İnsan öleceğini bilerek ve bunu unutarak yaşayan tek varlıktır. Hem öleceğimizi biliriz hem de yaşamak için onu unutmaya ihtiyacımız vardır. Yoksa hayatta hiçbir şeyin, aşkın, paranın, gücün bir anlamı kalmaz. Biz ölümü unutmazsak da ya panik atak geçiriyoruz ya da yaygın anksiyete bozukluğu oluyoruz. Yani ruh sağlığımızın sağlam kalması için ölümü unutarak yaşamaya ihtiyacımız var. Unutmak dediğim yok saymak, bir gün gelecek orada gibi. Şimdi bu büyük deprem bize şunu hatırlattı, ölüm o kadar da uzak değil. Yani kimseye güvenemediğimiz, tedirgin olduğumuz ve ölümün çok yakın olduğu bir gerçeklikle de anksiyetemiz arttı. Mesela uyku problemleri başladıysa, sürekli deprem oluyor gibi hissediyorsa, kendi yatağında yatamıyorsa, iştah problemleri varsa, sürekli bir kaygılı hal içerisindelerse, kendiliğinden ağlamalar yaşanıyorsa, yaşamın anlamsızlığı, intihar fikirleri, ölüm düşünceleri geliyorsa hemen bir profesyonelden yardım almaları gerekir.
ERTELEDİĞİMİZ ŞEYLERİ GÖZDEN GEÇİRELİM
Siz aynı zamanda sanat ile psikoterapi yapıyorsunuz. Kliniğinizde yaptığınız çalışmalar var mı bu yönde. Ya da vereceğiniz öneriler?
Kliniğimizde depremden duygusal olarak etkilenmiş kişilere ücretsiz grup terapileri yapıyoruz. “İkizlik aktarımı” dediğimiz bir kuram var psikiyatride; sen yalnız değilsin senin gibi hisseden, senin gibi yaşayan başka insanlar da var. Bunları konuşmak için, kaybımızı birbirimizle paylaşmak için, bu dönemi birlikte aşabileceğimiz bir grup terapisi planladık. Aynı zamanda kliniğimizde sinema terapilerini de hemen başlattık.
NEYİ ERTELİYORUZ?

_Kaynak malzeme_
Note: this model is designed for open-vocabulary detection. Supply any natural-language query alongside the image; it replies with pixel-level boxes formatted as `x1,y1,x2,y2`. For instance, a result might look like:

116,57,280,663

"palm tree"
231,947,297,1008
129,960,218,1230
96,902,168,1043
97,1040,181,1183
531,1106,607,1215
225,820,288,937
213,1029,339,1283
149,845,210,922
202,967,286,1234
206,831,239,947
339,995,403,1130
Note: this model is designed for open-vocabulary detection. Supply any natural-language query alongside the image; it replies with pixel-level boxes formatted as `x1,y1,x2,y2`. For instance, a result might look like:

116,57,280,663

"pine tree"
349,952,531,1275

_Görev_
Verilen metne göre klinikte depremden duygusal olarak etkilenmiş kişilere ne yapılıyor?

_Görev çıktısı_
Ücretsiz grup terapileri yapılıyor.